_EXCERPT PROVIDED_:
•••

What if the rest of the universe disappeared?

Thought experiment: imagine if everything in the universe disappeared, except for our solar system including the sun, the major planets, the minor planets and the asteroid belt. Aside from not seeing any stars at night, would our existence be affected by the absence of the other stars and galaxies? Or would life on earth continue as before? I suspect that humans might be psychologically affected and of course celestial navigation would no longer be possible. But would any other species be affected? Any birds that rely on the stars to navigate?

Are you asking if the entire universe (space) disappeared or just the stuff in it?

My understanding is that if the universe(space) remained but the stuff in it disappeared except for our solar system, the solar system would be distorted and shredded to bits by the gravitational “whiplash” of all the stuff suddenly disappearing. I’m assuming you mean vanishing from existence all at once.

Someone more knowledgeable than me will be along shortly to correct and expand on this I’m sure.

ETA; there might also be weird temporal effects, reversal of cause and effect due to the power and magnitude of the gravitational waves from the rebounding of space from the sudden loss of all the stuff in it.

I’m not at all certain that that’s correct. Gravity is by far the weakest of the fundamental forces. And the force of gravity falls off by the square of the distance.

Let’s calculate: Jupiter is 318 times more massive than Earth and 410 million miles away. According to Newton’s Law of Universal Gravitation, Jupiter pulls you up 34 million times less than Earth pulls you down. Jupiter’s “pull” is utterly feeble.

Let’s assume the rest of the universe disappears by some magical method that means no gravitational whiplash caused by the disappearance.

As to the question of whether the rest of the universe disappears or just the stuff in it, is there a difference?

Well with all that dark matter gone and probably other quanta space stuffs we know little about, I’m thinking one of those things might mean our doom.

Like maybe the outer planets go flinging off into the void.

Well, if the space remains but the stuff in it all vanishes in a wink, that’s a lot of stuff that has a gravitational affect on space itself.

Just the milkyway galaxy alone blinking out of existence leaving the solar system by itself would have some pretty disruptive effects as the very fabric of space rebounds from the sudden loss of that mass and the gravity it generates.

Yes, gravity is the weakest force, but it is also the farthest reaching. Visible matter, and dark matter might not make up the majority of “stuff” in the universe, but there is still enough of it that we can discern gravity waves from sources very far away and we don’t (can’t) know what’s beyond our light horizon and if gravitational waves might or might not constructively interfere with each other.

OTOH Bootb could also be correct and LIGO would register something and all the scientists would be asking where did everything go and that would be about the extent of it.

I’m honestly not sure that there is a fully factual answer or even can be one for something like that. I’ve wondered that myself and gone looking for answers but my first response was what I found that I thought was best.

Yes, many animals navigate by the stars, including birds. Dung beetles, for example, use the Milky Way, and some seals use individual stars.

The fundamental properties of our universe are intrinsically related to its contents. So it’s impossible to answer your question in any exact and definitive way without specifying the “rules” of the magic by which everything disappears.

•••

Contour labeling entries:
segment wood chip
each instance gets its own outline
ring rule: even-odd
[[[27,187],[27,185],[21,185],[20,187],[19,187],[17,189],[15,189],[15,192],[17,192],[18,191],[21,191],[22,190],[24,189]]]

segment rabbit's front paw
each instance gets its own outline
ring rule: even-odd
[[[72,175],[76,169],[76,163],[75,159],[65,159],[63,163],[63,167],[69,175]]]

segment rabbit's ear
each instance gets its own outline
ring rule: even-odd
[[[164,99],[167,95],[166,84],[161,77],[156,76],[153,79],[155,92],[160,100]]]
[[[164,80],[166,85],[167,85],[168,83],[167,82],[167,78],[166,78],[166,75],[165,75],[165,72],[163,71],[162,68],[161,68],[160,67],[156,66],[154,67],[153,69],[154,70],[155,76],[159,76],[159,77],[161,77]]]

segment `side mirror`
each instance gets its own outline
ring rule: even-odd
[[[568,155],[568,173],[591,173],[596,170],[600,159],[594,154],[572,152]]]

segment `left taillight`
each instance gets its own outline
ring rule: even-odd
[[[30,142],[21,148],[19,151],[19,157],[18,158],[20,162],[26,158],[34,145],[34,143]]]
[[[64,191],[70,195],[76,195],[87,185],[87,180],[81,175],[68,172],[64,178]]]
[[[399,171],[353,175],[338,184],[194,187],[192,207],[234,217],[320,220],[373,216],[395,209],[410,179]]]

•••

_DIRECTIONS FOR THIS TASK_: Decide whether each statement agrees with the discussion about the universe disappearing, answering yes or no and quoting the deciding words: (a) Jupiter has 318 times the mass of Earth. (b) Dung beetles navigate by individual stars. (c) Gravity is the strongest of the fundamental forces. Rely solely on the discussion about the universe disappearing and not on the rows.

_RESULT FOR THIS EXERCISE_:
(a) Yes: "Jupiter is 318 times more massive than Earth"
(b) No: "Dung beetles, for example, use the Milky Way, and some seals use individual stars."
(c) No: "Gravity is by far the weakest of the fundamental forces."